:: Supplied data
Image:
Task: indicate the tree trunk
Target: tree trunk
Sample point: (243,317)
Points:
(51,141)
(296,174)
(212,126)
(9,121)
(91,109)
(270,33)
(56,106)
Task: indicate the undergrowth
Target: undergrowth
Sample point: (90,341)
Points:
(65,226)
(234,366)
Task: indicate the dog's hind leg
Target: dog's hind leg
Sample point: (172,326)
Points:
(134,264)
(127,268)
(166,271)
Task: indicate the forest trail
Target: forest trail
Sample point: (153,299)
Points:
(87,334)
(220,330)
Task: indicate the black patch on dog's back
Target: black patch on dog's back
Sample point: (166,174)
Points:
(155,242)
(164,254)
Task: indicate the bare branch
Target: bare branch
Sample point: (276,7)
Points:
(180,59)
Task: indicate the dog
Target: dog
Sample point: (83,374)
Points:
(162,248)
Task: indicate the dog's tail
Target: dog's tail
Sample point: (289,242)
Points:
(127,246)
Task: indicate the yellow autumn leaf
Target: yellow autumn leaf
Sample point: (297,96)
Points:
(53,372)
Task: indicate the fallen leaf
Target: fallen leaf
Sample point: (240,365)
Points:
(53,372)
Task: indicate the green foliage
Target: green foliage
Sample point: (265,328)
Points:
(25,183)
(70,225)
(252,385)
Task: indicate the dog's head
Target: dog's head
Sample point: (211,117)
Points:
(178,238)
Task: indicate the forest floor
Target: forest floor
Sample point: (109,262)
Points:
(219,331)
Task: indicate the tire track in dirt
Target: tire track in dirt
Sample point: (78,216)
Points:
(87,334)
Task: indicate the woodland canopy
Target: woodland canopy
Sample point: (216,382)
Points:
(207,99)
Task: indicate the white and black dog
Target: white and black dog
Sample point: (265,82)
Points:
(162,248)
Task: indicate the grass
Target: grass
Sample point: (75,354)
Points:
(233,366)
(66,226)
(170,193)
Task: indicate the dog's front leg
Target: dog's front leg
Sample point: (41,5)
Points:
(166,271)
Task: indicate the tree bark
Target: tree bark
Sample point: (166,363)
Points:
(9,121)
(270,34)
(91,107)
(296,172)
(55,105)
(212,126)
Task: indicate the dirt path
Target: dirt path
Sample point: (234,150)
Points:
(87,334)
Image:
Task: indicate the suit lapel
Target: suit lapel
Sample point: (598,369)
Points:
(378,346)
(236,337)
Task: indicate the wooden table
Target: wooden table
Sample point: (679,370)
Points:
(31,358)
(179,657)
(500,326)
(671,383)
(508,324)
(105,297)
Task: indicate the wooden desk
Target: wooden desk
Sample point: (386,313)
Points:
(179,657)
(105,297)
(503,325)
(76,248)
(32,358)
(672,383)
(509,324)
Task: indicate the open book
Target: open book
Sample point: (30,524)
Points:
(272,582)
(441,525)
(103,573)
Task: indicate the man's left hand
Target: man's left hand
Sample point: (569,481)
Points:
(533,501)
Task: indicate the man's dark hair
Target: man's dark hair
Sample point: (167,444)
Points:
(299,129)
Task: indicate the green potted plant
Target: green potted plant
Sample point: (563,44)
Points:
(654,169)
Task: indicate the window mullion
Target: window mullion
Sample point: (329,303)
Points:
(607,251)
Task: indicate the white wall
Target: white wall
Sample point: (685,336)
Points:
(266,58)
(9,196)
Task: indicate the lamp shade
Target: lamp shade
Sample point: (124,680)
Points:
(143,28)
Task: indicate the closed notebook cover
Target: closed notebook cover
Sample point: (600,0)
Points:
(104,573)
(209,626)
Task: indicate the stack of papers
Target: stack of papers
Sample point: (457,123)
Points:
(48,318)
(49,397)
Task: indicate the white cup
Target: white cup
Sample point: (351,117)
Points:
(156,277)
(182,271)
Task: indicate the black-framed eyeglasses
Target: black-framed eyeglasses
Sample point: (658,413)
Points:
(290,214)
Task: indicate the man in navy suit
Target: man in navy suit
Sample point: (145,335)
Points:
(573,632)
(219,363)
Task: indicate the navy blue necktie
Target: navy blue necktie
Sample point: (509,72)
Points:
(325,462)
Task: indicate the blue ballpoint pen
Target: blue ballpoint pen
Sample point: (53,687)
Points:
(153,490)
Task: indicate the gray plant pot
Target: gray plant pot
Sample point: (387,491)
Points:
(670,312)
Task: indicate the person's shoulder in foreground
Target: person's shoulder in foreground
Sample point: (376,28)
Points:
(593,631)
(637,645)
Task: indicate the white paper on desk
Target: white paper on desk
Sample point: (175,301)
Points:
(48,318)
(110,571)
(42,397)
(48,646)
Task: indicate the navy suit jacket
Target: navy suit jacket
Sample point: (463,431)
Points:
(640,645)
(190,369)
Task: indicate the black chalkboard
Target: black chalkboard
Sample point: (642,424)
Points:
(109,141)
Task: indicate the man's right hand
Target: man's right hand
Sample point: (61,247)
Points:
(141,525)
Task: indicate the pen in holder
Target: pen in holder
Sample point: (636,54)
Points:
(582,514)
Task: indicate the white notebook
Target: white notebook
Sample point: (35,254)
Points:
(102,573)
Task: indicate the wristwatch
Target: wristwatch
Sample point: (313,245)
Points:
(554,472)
::::
### Exercise details
Look through the entries above and list every line containing "chalkboard".

### Written answer
Task: indicate the black chalkboard
Target: black chalkboard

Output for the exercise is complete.